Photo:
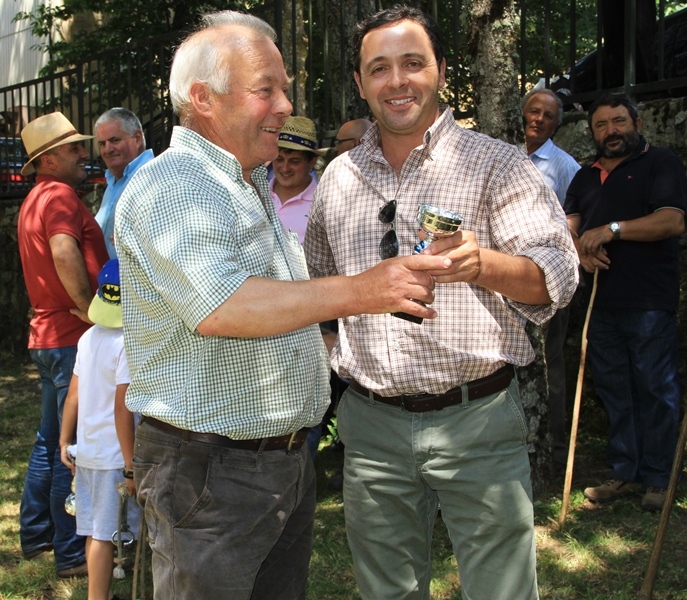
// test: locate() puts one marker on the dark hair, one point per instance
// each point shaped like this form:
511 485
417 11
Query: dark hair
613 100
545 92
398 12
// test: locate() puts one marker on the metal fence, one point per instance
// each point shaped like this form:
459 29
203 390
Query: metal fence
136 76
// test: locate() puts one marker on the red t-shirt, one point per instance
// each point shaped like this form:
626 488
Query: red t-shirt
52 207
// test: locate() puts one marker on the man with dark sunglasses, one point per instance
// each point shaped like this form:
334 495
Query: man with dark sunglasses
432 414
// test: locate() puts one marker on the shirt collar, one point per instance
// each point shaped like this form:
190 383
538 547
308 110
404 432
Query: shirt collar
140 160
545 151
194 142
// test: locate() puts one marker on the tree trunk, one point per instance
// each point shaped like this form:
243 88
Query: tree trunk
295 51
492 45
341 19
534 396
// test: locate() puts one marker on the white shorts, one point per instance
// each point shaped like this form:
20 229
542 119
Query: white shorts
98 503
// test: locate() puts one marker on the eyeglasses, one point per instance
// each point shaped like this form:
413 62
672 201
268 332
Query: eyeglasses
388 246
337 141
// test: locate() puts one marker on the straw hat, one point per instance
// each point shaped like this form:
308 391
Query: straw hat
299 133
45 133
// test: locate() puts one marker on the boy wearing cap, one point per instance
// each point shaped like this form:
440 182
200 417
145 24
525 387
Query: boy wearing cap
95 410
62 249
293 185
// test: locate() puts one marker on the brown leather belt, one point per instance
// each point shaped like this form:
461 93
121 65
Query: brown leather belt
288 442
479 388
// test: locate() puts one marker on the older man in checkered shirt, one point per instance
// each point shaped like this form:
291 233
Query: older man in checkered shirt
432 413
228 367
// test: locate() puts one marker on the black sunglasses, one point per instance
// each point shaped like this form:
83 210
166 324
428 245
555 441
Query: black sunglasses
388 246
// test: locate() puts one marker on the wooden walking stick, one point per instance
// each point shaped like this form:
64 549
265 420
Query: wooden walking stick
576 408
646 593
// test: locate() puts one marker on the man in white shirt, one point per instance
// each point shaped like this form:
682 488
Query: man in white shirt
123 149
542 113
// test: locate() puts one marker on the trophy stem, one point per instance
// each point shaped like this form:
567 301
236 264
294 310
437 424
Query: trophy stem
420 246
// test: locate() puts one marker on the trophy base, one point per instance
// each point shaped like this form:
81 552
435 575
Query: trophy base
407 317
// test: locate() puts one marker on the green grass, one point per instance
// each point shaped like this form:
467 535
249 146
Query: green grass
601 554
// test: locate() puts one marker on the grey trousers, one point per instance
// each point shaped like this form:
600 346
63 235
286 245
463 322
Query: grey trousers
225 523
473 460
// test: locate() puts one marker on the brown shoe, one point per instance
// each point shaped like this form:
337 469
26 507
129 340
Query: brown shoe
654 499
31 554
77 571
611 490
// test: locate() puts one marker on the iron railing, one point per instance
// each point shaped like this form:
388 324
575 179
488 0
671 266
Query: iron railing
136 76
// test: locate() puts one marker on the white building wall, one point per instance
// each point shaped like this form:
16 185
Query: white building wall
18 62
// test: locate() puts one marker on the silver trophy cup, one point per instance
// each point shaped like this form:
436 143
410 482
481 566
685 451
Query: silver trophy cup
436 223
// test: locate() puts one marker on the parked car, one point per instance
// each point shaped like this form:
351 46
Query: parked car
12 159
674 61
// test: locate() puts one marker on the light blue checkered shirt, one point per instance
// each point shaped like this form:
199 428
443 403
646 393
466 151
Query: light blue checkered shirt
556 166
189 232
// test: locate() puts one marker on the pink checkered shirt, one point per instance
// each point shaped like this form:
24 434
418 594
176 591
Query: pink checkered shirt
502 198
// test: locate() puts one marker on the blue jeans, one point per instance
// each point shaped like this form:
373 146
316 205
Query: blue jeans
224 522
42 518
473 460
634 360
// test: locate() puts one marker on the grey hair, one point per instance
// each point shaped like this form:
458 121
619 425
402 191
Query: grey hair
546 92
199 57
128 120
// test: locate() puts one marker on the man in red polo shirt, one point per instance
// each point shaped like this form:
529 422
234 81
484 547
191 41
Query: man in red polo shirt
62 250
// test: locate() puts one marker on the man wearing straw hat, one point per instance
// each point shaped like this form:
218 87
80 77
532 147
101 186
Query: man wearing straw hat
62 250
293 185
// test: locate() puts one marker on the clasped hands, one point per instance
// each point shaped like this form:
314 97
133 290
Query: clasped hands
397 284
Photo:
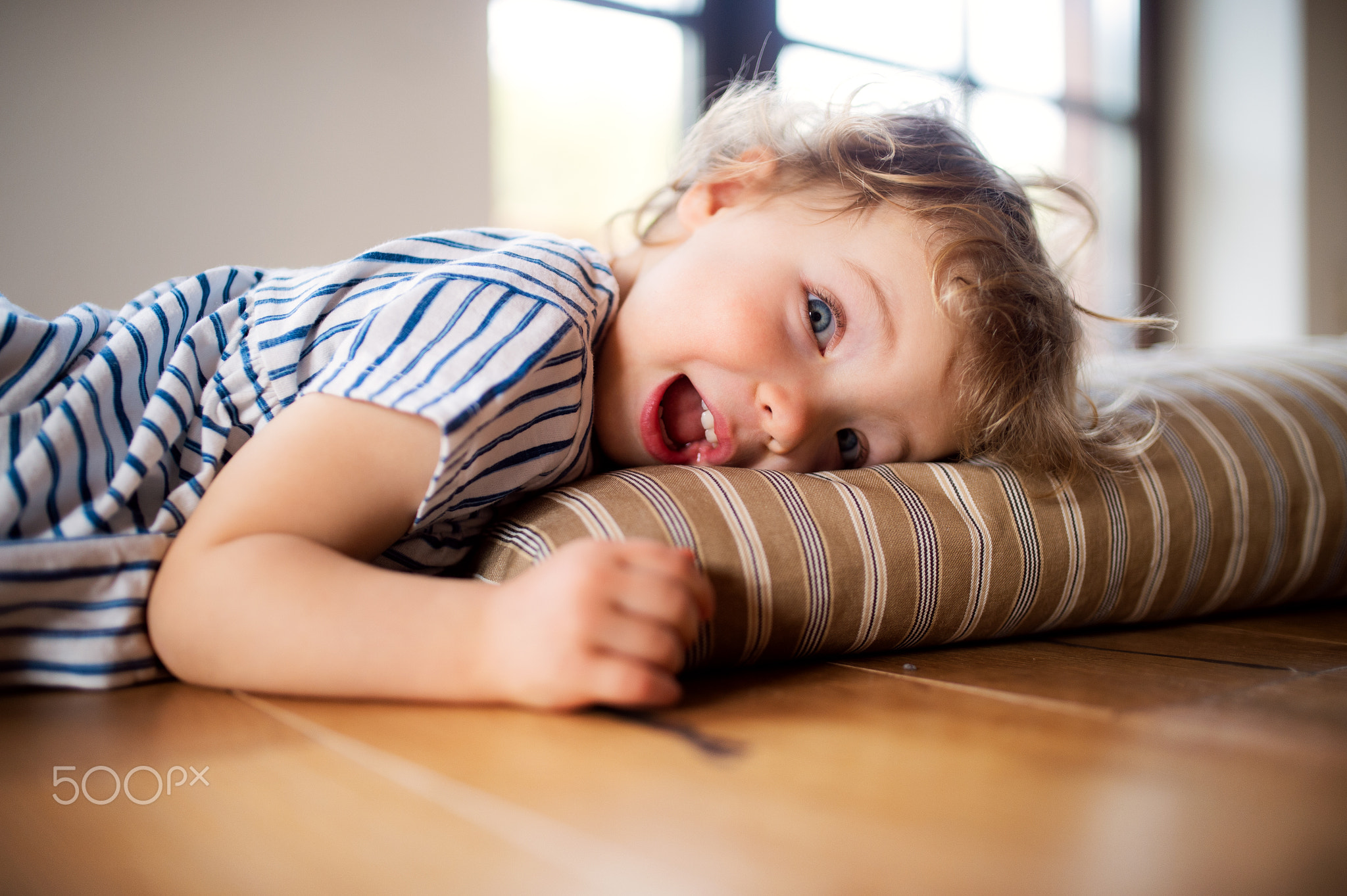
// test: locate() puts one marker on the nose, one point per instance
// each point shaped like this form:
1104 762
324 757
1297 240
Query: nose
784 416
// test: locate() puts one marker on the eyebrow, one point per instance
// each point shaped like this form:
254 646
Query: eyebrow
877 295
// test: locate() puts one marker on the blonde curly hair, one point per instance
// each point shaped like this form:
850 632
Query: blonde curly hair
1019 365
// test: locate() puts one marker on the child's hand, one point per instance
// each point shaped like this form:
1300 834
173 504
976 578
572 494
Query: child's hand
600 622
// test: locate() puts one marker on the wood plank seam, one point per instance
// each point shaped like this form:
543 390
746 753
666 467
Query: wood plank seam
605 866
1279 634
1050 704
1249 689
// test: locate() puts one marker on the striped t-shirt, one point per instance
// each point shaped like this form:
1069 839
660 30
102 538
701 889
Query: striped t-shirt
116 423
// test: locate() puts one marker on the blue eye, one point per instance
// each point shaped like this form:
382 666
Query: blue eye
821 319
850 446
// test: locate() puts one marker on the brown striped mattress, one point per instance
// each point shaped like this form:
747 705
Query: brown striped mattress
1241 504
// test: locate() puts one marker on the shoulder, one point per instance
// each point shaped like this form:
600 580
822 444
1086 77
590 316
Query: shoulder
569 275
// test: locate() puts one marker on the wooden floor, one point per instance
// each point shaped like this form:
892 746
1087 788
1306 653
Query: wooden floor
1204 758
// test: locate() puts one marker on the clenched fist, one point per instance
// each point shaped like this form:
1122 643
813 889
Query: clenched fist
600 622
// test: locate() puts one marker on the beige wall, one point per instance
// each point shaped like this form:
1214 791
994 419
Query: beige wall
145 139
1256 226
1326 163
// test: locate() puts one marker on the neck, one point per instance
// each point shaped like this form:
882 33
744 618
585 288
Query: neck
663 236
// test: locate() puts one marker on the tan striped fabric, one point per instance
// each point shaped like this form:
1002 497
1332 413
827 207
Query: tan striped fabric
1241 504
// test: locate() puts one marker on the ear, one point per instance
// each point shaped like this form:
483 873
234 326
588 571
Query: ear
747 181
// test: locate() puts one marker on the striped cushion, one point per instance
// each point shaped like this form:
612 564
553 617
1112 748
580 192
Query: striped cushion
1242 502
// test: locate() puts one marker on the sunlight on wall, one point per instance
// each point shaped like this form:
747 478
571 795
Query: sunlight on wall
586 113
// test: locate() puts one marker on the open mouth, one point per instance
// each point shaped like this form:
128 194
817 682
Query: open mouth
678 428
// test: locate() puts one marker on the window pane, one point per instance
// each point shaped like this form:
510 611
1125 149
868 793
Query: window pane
————
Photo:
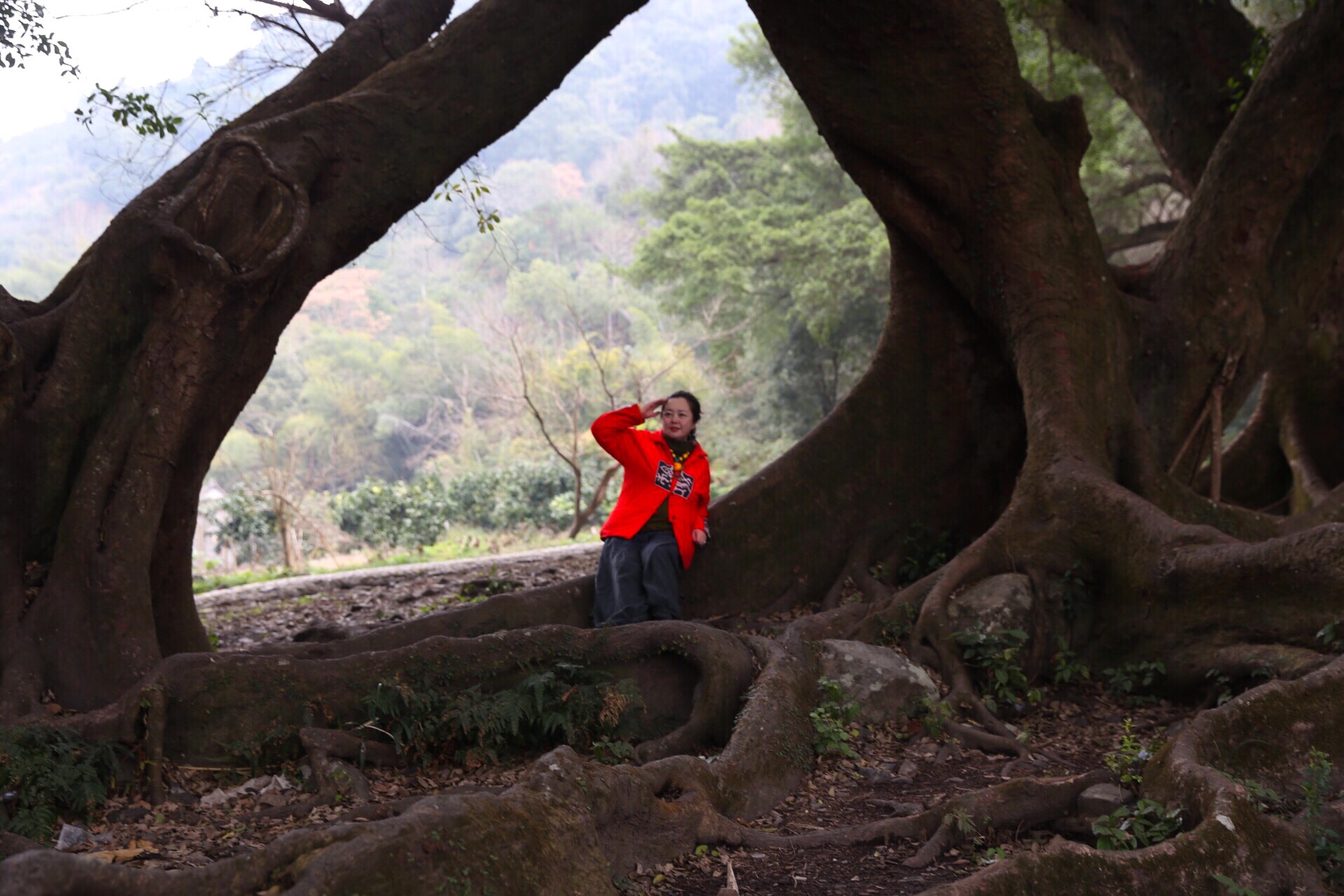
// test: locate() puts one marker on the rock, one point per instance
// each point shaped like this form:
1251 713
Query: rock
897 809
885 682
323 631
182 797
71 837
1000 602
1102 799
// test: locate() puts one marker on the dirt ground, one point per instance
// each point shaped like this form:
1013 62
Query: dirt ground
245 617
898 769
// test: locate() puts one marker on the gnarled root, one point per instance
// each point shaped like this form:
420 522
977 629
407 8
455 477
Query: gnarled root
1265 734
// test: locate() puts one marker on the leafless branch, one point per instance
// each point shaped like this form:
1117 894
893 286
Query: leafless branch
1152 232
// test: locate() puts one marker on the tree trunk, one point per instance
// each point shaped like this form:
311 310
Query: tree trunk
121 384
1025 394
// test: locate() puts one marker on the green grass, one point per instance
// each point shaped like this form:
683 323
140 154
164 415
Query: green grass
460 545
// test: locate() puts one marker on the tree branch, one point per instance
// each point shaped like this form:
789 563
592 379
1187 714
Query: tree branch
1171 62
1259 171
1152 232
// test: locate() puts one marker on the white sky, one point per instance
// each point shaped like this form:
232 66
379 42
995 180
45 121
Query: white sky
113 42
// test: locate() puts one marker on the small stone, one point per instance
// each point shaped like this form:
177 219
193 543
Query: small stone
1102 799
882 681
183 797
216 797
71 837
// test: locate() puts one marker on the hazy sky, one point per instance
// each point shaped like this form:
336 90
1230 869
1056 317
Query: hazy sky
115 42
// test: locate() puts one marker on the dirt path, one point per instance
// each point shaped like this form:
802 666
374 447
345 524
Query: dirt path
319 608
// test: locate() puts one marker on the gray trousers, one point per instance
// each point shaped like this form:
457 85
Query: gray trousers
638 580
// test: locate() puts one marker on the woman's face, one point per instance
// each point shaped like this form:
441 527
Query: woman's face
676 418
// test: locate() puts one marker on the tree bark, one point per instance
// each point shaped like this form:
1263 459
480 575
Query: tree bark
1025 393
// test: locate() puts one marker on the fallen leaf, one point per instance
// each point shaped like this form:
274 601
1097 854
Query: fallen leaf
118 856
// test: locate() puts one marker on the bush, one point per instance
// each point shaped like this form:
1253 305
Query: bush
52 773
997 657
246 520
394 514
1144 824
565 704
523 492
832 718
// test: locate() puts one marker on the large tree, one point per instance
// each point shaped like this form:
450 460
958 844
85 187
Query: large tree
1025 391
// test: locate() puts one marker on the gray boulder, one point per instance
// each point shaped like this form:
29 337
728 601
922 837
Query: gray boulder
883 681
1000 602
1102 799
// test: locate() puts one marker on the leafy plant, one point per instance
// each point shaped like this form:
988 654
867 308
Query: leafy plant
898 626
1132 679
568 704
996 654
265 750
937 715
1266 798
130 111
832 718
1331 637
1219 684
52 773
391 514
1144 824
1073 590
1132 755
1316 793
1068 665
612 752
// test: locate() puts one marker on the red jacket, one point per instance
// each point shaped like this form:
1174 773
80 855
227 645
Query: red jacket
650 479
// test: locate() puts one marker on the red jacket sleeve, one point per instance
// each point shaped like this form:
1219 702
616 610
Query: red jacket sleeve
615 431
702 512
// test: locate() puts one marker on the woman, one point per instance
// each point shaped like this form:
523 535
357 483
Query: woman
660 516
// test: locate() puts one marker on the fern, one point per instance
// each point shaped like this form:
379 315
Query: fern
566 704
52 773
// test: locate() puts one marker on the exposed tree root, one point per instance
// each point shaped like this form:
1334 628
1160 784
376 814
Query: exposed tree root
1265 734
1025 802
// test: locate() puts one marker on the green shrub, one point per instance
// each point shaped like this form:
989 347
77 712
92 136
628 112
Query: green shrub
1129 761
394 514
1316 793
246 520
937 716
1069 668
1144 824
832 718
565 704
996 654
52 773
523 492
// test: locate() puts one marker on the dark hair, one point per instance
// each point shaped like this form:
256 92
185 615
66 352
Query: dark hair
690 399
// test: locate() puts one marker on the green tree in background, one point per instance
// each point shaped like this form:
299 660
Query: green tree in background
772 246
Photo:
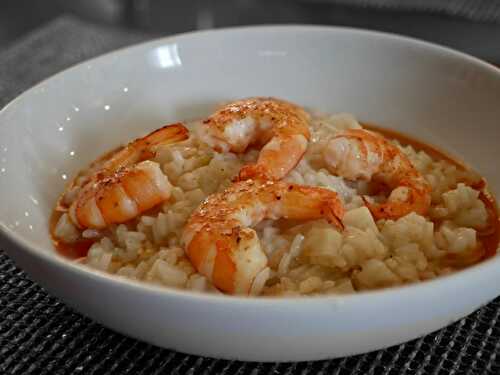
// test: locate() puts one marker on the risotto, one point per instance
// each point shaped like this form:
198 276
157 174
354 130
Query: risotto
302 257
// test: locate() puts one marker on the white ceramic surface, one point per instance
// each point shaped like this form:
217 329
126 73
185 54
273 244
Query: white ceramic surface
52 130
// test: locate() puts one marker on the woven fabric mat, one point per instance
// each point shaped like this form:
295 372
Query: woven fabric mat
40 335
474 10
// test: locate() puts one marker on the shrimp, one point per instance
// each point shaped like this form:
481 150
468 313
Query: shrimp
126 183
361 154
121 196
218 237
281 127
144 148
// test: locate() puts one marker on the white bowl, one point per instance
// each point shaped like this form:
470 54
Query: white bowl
————
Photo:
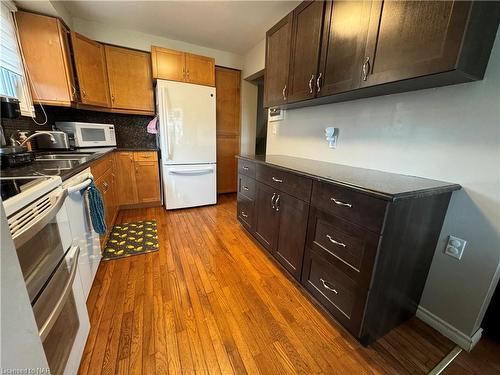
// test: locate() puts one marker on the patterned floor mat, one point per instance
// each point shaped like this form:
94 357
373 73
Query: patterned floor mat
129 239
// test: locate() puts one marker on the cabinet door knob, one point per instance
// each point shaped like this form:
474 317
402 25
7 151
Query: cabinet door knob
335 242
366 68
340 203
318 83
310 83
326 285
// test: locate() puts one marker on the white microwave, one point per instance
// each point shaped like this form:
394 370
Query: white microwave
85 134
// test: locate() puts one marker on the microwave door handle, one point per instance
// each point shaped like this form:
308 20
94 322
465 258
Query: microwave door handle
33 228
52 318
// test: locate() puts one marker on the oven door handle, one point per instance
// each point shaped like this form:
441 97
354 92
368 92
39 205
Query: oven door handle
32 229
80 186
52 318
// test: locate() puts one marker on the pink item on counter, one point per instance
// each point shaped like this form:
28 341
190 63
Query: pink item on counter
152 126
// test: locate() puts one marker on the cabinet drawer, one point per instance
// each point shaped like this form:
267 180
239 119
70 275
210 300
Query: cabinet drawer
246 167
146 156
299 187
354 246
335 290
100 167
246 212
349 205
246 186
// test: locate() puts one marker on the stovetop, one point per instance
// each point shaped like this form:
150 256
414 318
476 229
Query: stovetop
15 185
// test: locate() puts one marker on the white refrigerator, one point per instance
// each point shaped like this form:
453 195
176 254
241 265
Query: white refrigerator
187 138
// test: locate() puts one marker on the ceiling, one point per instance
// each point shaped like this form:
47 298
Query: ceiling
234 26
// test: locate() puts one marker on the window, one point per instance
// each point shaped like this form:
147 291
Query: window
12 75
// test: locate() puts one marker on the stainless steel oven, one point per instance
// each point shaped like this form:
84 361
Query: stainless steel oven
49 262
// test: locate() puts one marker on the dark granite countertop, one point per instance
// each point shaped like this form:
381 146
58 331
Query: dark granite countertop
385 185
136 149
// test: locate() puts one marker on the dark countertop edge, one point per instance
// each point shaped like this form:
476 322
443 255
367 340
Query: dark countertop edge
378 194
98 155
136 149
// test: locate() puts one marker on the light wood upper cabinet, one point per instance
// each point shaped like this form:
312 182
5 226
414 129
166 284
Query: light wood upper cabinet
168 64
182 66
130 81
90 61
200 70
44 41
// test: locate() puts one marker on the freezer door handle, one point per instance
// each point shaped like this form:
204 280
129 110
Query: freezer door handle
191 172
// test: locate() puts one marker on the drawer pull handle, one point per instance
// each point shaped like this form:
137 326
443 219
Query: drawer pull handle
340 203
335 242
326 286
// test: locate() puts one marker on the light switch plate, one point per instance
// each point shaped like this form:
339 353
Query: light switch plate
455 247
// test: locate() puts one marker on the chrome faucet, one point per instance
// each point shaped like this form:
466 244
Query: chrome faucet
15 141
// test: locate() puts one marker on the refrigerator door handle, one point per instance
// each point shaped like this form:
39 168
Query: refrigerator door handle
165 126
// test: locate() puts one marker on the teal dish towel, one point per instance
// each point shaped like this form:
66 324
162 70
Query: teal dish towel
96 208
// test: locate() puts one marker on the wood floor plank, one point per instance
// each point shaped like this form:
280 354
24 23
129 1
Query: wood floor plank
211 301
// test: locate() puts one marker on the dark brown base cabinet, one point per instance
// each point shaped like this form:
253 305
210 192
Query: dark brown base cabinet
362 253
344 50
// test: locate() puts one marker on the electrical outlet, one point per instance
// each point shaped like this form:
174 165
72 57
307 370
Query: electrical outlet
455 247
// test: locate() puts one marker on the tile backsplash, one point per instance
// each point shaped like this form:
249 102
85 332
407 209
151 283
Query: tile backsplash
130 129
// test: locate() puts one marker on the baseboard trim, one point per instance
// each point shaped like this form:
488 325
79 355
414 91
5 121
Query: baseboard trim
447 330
————
WHAT THIS TASK INVOLVES: Please say how many lines in the records contain the word "bowl", and give only that number.

RESULT OF THE EXERCISE: 2